**DIRECTIONS:**
Print verbatim the lines beginning with the one that contains "In this exercise you will mark every instance of the beige" and continuing through the one that contains "<point>117,258</point>".

**ENTRIES SHOWN:**
# # # #

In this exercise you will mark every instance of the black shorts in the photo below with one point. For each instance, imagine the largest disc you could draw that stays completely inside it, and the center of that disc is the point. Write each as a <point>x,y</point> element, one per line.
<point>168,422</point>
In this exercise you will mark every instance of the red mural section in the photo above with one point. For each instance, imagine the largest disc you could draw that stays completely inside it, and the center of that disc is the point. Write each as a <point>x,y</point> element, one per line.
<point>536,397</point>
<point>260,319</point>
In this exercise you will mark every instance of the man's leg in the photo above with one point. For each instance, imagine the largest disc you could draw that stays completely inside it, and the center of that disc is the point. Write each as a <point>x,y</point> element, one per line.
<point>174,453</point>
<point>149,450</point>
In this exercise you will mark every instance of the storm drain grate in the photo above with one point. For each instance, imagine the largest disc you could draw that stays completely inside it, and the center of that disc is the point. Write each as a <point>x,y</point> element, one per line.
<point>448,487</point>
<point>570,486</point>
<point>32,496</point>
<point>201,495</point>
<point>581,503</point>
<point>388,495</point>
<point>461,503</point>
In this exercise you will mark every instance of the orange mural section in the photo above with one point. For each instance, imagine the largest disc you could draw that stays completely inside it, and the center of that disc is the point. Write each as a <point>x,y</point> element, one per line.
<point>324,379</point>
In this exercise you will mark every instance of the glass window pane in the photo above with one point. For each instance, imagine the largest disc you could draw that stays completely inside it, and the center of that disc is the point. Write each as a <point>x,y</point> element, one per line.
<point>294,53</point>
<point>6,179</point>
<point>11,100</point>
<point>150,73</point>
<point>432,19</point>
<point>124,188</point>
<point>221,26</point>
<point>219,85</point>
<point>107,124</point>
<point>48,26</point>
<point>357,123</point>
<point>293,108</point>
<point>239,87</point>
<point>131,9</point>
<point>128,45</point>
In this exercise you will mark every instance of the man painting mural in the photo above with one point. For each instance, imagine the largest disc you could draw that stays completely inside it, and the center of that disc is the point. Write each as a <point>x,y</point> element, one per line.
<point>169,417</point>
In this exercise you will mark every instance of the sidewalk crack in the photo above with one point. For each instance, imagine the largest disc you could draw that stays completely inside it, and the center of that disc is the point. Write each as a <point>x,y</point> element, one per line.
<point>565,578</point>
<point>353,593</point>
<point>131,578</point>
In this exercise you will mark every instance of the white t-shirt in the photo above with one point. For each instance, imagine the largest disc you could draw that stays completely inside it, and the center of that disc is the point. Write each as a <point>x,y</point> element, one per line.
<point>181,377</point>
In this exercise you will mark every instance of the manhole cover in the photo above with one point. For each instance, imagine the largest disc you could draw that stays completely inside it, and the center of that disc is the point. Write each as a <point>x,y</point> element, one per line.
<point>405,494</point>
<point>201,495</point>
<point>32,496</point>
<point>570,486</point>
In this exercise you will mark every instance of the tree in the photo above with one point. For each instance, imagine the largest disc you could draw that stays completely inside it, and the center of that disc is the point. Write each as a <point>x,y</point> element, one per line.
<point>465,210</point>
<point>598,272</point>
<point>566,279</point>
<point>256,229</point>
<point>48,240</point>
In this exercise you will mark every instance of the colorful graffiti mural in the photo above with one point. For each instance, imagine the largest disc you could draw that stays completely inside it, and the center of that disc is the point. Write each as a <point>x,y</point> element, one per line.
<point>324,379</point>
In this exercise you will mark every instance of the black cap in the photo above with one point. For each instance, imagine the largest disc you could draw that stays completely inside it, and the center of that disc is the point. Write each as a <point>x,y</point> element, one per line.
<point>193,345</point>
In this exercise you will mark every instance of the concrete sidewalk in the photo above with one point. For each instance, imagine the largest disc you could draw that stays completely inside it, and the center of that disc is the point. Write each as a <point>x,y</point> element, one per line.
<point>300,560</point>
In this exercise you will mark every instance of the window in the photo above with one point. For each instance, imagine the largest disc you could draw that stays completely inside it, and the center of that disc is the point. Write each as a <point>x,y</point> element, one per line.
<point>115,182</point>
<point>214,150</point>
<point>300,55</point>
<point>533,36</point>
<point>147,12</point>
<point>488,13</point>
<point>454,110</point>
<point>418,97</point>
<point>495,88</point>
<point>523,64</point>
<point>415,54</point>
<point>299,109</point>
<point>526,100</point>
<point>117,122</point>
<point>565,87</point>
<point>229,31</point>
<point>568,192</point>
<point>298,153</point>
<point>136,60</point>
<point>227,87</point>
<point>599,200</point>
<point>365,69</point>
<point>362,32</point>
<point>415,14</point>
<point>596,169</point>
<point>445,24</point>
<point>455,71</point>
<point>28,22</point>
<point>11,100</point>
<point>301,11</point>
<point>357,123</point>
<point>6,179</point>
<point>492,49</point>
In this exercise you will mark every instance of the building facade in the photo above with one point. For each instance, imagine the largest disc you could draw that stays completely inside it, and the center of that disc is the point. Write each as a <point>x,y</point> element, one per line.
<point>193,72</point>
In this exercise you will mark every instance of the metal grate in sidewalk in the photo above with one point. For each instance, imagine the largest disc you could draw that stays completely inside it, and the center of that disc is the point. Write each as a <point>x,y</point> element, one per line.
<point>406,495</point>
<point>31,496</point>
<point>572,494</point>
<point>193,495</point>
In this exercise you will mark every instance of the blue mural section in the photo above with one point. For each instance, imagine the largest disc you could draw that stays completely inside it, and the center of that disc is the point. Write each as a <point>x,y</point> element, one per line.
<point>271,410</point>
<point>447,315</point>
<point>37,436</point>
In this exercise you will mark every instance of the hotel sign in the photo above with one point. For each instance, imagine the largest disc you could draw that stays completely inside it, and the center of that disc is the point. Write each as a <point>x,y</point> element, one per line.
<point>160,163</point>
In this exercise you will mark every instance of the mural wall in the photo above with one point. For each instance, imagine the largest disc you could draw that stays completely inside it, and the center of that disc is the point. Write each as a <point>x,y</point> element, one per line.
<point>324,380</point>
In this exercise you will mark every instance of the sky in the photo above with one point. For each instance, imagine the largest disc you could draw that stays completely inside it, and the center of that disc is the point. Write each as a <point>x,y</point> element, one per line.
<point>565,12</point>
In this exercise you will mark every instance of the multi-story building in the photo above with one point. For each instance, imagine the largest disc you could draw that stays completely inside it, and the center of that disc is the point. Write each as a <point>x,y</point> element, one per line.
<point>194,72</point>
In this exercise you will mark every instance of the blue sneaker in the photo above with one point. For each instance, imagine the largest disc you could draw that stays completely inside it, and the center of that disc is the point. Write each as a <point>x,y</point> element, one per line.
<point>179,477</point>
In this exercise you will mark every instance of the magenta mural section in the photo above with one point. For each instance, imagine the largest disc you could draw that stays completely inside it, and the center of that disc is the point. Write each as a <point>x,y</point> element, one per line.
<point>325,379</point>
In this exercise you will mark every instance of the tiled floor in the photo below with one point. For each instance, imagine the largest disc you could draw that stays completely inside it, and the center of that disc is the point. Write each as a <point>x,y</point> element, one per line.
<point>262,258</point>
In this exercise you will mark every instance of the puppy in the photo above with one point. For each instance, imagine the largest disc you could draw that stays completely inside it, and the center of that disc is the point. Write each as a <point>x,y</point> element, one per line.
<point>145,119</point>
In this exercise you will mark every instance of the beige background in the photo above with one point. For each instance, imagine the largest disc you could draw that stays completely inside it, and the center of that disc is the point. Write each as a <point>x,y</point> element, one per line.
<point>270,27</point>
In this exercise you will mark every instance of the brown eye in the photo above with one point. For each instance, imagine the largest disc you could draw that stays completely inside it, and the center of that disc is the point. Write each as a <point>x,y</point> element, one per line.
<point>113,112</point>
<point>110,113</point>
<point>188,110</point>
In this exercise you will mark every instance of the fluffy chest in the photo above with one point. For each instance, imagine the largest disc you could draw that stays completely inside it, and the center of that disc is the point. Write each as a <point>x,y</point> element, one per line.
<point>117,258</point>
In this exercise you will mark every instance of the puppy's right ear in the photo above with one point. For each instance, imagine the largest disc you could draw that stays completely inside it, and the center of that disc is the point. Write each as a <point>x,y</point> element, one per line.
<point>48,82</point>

# # # #

**SOLUTION TO THE EXERCISE:**
In this exercise you will mark every instance of the beige background in the photo above with one point. For each instance, imagine the largest disc you could draw that stays completely inside it, and the center of that disc is the point. Write each as a <point>x,y</point> element, one per line.
<point>270,27</point>
In this exercise you will mark every instance of the brown eye in the photo above with one point. For each instance, imagine the largest disc you could draw that stays completely inside it, and the center of that disc is the point. Write each as a <point>x,y</point> element, one per line.
<point>113,112</point>
<point>110,113</point>
<point>188,110</point>
In this exercise you will mark every instance of the fluffy chest in the photo above with one point. For each instance, imagine the largest disc you could draw that stays completely inside it, and the center of that disc is the point. Write each as a <point>x,y</point> element, one per line.
<point>117,258</point>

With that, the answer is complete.